▸ **WORK TO BE COMPLETED**: Reproduce word for word the lines of the items below, starting with the line that contains "jersey and return the coordinates." and going on through the line that contains "(1031, 629)", including both of those lines.
----- DATA IN THIS EXERCISE -----
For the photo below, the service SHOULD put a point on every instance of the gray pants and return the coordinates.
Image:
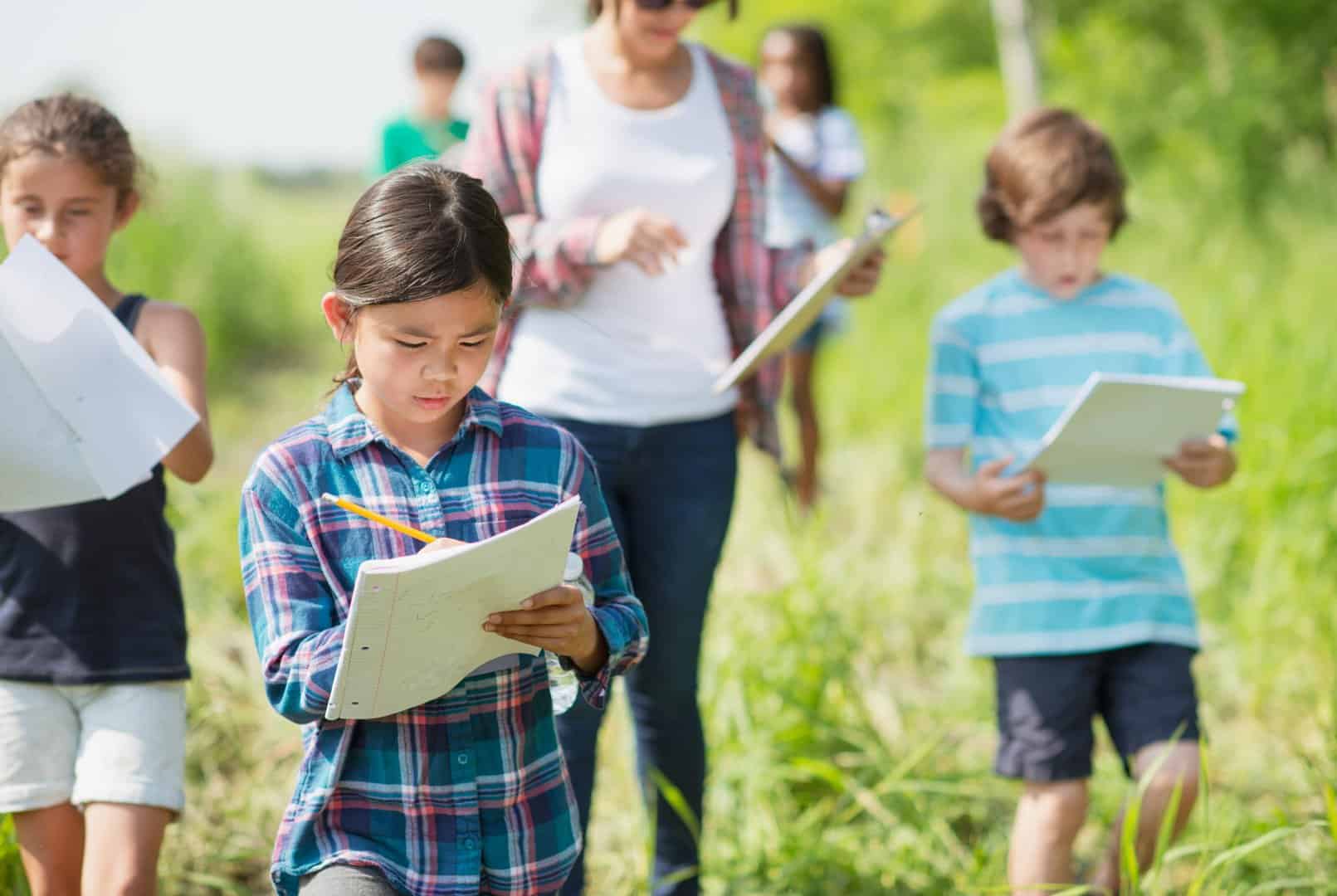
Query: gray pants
(347, 880)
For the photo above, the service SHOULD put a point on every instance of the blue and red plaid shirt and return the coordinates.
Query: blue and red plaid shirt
(467, 793)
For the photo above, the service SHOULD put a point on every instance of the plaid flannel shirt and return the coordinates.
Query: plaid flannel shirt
(556, 257)
(467, 793)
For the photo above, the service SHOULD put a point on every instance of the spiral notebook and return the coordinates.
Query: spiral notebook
(415, 629)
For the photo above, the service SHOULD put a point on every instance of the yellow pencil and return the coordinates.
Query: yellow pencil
(376, 518)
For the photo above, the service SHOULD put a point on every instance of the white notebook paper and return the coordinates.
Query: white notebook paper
(415, 629)
(1120, 428)
(800, 314)
(87, 411)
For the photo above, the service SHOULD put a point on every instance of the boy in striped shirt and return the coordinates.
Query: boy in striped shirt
(1081, 597)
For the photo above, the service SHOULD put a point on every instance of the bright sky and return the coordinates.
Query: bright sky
(285, 83)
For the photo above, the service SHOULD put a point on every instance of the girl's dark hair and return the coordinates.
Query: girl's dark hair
(813, 47)
(597, 7)
(72, 127)
(417, 233)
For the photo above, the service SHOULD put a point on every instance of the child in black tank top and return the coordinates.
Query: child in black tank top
(92, 633)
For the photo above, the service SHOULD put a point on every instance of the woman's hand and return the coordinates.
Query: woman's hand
(559, 622)
(641, 237)
(1203, 461)
(860, 281)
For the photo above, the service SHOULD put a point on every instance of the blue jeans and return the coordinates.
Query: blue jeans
(670, 491)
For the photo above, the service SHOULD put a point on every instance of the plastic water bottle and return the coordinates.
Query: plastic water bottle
(562, 682)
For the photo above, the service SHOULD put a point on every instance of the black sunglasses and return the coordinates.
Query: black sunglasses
(656, 6)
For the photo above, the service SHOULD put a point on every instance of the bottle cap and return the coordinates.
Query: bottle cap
(575, 568)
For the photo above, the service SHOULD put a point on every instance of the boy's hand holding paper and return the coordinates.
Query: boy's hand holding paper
(1205, 463)
(1017, 498)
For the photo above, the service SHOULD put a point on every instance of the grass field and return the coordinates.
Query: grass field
(851, 738)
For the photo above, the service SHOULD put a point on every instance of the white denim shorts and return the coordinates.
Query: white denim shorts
(91, 744)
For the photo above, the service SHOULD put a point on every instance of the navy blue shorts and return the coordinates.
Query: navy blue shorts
(1046, 706)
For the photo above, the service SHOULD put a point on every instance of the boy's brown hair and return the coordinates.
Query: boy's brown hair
(439, 56)
(1044, 163)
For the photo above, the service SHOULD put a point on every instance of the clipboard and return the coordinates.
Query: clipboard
(415, 627)
(800, 314)
(92, 413)
(1120, 427)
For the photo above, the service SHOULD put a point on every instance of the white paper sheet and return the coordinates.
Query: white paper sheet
(415, 629)
(1120, 428)
(89, 412)
(800, 314)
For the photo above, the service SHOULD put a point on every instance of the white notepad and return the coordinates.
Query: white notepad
(1120, 427)
(415, 629)
(87, 411)
(800, 314)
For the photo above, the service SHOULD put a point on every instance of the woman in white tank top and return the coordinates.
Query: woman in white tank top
(630, 166)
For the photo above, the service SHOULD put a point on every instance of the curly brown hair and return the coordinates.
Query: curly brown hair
(1044, 163)
(595, 7)
(70, 126)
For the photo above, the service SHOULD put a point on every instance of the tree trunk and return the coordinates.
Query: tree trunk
(1017, 55)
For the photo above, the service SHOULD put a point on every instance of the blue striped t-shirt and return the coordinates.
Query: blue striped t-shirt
(1096, 570)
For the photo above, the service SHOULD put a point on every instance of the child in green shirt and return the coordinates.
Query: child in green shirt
(429, 130)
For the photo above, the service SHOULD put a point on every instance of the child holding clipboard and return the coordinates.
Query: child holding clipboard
(814, 158)
(92, 626)
(466, 793)
(1081, 598)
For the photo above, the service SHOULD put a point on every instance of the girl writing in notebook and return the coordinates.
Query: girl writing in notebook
(466, 793)
(92, 631)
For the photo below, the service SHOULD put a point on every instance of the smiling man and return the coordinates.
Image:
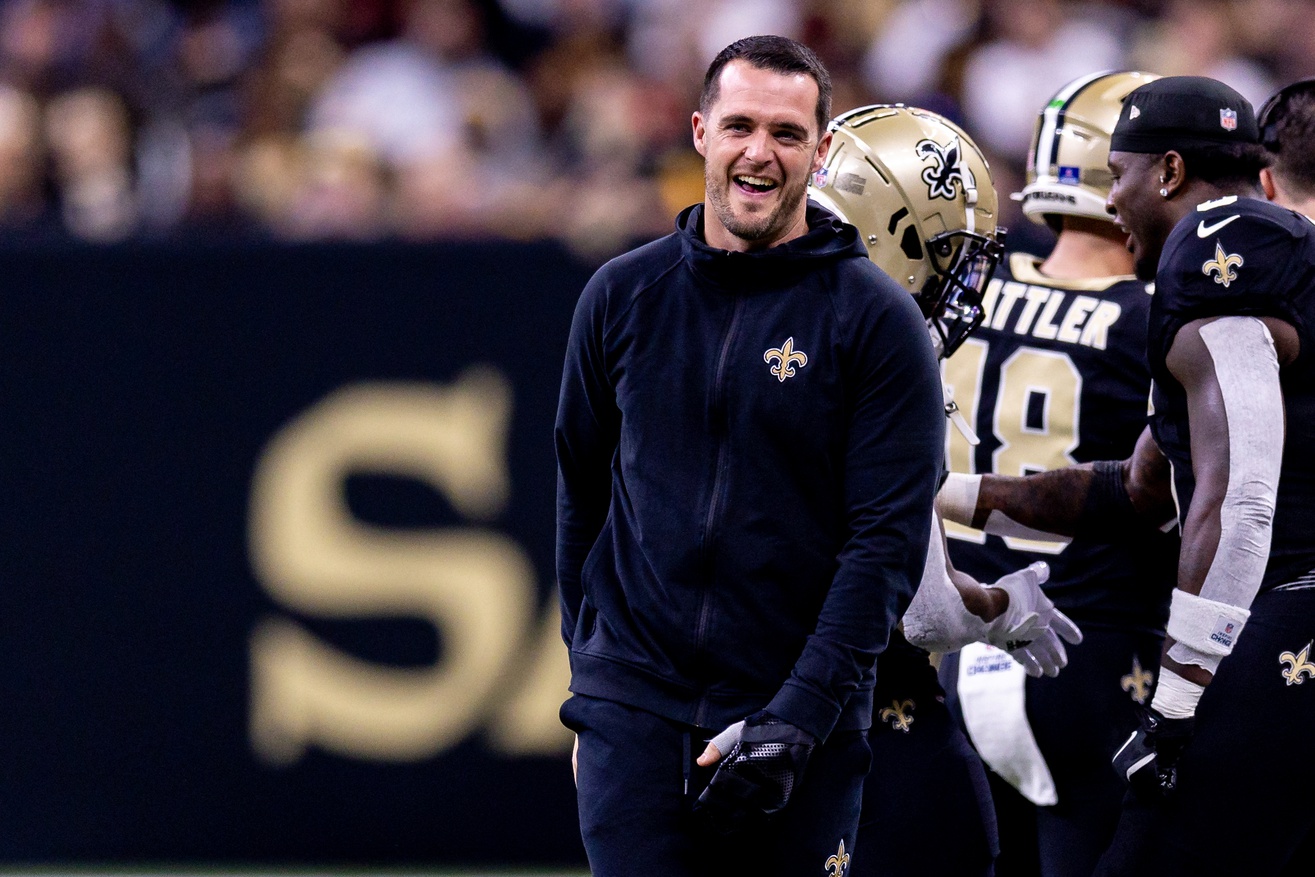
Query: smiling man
(748, 438)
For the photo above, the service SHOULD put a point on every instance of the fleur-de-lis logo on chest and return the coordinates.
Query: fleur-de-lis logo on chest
(1299, 668)
(900, 714)
(1138, 683)
(1222, 266)
(836, 864)
(785, 358)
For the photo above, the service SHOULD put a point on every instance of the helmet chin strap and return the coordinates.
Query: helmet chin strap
(956, 417)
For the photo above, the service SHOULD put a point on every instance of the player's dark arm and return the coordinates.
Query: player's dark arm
(1109, 498)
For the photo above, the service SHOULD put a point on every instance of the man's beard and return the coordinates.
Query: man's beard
(756, 226)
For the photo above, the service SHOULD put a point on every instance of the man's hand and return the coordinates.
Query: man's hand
(1031, 627)
(1148, 760)
(764, 760)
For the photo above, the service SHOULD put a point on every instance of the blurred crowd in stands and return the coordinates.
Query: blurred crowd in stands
(362, 120)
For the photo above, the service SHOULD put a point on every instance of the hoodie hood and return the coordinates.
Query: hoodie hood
(827, 239)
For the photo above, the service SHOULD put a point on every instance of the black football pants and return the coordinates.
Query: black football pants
(635, 809)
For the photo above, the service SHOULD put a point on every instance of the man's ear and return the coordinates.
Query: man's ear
(823, 149)
(1267, 184)
(1174, 172)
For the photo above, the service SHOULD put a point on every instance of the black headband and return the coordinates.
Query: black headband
(1182, 112)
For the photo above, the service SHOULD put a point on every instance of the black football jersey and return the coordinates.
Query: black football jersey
(1252, 258)
(1057, 375)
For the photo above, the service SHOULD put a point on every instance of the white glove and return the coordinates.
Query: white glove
(1031, 629)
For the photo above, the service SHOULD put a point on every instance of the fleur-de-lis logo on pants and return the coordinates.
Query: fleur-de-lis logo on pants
(1138, 683)
(1299, 665)
(900, 714)
(787, 359)
(836, 864)
(1222, 266)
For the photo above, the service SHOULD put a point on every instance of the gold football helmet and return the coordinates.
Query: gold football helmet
(1068, 162)
(921, 195)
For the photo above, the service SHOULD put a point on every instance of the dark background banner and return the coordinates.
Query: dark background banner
(276, 555)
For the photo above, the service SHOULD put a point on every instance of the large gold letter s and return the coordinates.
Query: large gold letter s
(475, 585)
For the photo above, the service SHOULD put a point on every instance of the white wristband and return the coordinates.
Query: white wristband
(1176, 697)
(1205, 626)
(957, 497)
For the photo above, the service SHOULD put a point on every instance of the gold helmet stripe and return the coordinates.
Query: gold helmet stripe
(1052, 122)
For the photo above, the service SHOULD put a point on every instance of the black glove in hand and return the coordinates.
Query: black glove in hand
(1148, 761)
(758, 776)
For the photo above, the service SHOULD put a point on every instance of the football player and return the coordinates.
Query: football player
(1057, 375)
(921, 193)
(1218, 769)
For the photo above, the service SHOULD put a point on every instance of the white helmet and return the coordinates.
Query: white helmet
(1068, 163)
(921, 195)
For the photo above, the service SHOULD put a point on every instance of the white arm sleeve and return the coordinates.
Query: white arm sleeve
(957, 501)
(1247, 368)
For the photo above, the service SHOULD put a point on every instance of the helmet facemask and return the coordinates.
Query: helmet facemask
(951, 297)
(921, 193)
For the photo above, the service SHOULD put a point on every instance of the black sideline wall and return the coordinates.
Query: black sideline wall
(276, 555)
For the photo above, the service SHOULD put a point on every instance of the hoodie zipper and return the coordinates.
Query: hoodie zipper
(721, 424)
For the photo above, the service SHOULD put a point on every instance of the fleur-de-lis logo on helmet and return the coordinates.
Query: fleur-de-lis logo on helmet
(787, 359)
(947, 168)
(900, 714)
(1299, 665)
(836, 864)
(1222, 266)
(1138, 683)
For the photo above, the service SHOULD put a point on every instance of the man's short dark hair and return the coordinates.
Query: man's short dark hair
(1288, 133)
(779, 55)
(1236, 163)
-----
▸ **EXPECTED ANSWER**:
For the photo above, the service SHOULD put a point on every instance of the black football jersey and return the coordinates.
Query: black football jersey
(1252, 258)
(1057, 375)
For the photo above, the service SHOULD put a point on every instance of the white glove and return the coordinates.
Query: white glove
(1031, 629)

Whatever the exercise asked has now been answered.